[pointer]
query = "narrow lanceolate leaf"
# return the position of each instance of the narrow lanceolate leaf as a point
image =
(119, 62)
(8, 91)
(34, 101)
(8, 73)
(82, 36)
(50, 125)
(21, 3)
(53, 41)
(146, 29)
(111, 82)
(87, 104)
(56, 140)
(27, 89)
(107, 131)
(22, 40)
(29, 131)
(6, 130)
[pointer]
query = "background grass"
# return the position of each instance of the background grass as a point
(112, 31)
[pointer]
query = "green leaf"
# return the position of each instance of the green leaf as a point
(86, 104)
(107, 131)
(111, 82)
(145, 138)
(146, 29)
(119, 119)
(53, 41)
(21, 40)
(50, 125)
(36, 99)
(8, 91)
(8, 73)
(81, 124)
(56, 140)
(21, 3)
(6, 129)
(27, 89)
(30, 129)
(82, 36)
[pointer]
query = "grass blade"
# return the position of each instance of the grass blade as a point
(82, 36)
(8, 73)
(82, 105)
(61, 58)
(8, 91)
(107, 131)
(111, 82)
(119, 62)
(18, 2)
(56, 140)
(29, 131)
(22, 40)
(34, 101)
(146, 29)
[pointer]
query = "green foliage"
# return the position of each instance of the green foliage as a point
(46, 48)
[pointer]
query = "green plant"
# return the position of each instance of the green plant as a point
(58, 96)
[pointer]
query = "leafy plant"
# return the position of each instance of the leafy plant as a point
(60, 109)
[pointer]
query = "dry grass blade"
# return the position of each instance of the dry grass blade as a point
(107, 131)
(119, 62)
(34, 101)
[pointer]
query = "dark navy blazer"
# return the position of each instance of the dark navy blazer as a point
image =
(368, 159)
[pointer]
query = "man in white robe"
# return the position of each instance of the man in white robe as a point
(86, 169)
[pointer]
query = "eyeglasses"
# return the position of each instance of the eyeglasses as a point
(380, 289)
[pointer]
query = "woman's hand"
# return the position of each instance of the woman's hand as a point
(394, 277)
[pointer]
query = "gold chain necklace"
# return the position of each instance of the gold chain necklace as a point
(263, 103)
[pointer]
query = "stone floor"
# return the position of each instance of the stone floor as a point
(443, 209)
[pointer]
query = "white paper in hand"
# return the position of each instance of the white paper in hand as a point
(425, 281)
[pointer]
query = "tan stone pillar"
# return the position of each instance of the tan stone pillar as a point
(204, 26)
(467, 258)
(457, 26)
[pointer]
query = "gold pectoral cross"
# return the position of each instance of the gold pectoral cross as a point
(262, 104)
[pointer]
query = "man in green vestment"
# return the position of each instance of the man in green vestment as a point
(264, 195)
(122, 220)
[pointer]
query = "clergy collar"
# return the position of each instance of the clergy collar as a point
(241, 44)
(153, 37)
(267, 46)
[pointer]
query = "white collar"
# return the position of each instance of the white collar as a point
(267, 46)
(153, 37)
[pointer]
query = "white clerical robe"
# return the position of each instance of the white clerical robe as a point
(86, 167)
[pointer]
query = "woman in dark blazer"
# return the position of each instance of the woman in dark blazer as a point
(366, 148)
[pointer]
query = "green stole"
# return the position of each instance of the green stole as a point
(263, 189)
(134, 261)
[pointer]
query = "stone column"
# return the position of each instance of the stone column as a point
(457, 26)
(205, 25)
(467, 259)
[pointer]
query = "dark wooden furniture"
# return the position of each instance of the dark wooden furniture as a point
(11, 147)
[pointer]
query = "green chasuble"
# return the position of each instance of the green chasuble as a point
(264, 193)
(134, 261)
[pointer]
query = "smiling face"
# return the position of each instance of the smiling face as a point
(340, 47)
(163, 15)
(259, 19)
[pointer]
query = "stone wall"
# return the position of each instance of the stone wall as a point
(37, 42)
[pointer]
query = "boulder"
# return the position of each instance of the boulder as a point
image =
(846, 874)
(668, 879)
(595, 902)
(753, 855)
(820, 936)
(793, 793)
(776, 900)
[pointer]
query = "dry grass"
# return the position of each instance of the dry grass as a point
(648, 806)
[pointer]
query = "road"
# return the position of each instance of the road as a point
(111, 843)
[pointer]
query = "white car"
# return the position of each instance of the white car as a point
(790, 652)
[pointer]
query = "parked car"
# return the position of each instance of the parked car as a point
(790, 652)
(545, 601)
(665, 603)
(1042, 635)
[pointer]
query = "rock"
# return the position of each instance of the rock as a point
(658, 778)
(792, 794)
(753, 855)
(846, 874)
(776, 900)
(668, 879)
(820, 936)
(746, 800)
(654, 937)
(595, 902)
□ □ □ □ □ □ □
● Instruction
How many lines in the material above contain the string "narrow"? Reply with the number alone.

● Response for this exercise
2